Recorded data:
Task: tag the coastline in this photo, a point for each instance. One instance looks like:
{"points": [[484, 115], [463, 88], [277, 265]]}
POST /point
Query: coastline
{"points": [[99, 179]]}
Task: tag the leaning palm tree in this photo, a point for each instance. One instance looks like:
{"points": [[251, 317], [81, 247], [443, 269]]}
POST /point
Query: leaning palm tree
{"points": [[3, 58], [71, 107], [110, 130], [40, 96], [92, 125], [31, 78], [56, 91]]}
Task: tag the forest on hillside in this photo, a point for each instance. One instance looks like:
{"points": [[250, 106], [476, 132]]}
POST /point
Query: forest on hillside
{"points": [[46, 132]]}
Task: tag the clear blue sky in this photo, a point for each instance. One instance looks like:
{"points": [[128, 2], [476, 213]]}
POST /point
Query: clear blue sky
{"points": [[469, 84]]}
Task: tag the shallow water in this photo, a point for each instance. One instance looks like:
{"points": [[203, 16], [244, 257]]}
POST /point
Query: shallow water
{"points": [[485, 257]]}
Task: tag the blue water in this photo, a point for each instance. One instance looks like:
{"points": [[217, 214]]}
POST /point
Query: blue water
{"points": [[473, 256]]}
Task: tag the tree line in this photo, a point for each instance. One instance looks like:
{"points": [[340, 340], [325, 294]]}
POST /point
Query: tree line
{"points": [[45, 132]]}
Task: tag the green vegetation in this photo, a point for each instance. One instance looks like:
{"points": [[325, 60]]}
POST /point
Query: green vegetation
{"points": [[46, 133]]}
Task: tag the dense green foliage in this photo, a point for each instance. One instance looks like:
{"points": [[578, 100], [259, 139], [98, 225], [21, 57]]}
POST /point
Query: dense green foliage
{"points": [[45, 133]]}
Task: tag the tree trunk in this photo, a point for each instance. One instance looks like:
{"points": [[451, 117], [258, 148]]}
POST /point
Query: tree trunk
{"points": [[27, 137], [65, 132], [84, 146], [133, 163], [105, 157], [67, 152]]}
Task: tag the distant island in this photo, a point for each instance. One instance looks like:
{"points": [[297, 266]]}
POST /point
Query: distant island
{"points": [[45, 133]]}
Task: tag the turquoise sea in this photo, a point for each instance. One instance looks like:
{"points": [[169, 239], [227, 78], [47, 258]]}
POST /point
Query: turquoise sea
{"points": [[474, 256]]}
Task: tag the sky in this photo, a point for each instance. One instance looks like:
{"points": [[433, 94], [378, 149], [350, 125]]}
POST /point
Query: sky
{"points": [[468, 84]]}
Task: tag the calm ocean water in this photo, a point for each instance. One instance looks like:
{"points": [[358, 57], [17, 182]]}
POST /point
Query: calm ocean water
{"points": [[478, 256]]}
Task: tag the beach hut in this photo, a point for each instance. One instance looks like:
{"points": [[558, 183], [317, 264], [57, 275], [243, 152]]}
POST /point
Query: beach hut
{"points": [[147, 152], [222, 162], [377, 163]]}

---

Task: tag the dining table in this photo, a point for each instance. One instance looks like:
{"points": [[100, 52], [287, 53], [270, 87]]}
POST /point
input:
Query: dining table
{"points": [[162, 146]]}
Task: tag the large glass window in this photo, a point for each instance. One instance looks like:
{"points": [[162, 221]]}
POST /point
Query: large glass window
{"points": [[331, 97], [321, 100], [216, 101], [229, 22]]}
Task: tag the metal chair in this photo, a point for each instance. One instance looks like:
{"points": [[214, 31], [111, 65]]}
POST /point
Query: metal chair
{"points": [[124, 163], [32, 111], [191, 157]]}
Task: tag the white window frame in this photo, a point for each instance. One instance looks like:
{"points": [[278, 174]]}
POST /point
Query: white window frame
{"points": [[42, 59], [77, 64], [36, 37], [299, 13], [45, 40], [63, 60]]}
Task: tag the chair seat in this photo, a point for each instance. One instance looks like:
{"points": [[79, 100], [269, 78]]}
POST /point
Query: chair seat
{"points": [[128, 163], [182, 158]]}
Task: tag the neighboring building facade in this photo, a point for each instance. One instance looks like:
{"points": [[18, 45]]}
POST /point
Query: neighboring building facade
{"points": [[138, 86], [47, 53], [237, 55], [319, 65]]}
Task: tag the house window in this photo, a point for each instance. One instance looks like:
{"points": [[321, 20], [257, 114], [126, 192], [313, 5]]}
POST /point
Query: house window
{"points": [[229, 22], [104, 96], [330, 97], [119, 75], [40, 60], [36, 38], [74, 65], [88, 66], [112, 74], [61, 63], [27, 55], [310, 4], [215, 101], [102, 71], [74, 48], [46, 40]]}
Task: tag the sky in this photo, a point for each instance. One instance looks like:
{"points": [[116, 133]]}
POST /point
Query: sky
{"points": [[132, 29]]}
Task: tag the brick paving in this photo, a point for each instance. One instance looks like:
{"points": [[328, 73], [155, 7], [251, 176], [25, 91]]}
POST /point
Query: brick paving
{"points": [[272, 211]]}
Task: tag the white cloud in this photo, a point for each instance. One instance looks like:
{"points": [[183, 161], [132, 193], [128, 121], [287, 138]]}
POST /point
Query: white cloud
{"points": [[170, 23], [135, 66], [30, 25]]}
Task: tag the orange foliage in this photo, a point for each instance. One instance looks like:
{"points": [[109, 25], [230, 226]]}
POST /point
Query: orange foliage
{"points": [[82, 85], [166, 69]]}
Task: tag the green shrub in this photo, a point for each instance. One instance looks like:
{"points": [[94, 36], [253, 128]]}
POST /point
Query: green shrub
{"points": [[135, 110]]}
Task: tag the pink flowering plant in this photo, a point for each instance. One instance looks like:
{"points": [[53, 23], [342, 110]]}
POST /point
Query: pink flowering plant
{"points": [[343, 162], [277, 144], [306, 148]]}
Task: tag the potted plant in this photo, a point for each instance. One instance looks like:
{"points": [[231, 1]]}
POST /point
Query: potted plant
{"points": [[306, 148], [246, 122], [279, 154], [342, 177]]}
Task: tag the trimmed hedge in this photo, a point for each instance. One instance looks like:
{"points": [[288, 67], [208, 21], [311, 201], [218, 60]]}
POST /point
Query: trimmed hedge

---

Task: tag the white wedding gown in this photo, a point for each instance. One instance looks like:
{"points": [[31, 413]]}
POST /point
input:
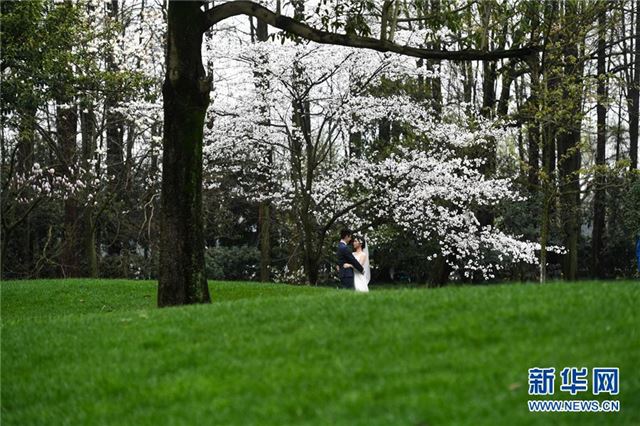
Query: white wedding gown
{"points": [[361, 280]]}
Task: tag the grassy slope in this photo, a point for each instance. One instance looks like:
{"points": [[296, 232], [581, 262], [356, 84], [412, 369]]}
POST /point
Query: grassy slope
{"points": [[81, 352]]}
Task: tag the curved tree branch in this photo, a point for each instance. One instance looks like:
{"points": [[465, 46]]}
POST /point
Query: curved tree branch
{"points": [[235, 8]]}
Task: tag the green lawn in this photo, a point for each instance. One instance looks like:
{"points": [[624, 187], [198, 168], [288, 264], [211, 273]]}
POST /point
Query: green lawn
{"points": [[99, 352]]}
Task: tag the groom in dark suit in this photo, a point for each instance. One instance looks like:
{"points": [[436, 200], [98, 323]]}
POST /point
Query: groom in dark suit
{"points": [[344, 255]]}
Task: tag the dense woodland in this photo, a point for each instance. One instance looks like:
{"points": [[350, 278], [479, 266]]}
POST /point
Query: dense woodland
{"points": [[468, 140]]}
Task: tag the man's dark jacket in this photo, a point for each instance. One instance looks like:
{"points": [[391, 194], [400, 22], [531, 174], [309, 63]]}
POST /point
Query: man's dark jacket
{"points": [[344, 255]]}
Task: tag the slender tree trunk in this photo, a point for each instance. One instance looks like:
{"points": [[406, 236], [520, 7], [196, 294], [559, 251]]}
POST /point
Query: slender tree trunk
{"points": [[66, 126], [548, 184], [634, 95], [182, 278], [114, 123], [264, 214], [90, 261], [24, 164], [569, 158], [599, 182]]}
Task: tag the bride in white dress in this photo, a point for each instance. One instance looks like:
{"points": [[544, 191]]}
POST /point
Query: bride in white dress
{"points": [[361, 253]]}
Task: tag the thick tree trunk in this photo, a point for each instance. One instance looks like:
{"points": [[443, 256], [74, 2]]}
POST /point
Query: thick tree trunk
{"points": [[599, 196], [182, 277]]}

Requirement: State how many lines in the entries above contain the string "paving", matching case exactly, and reply with only that number.

Solution: 2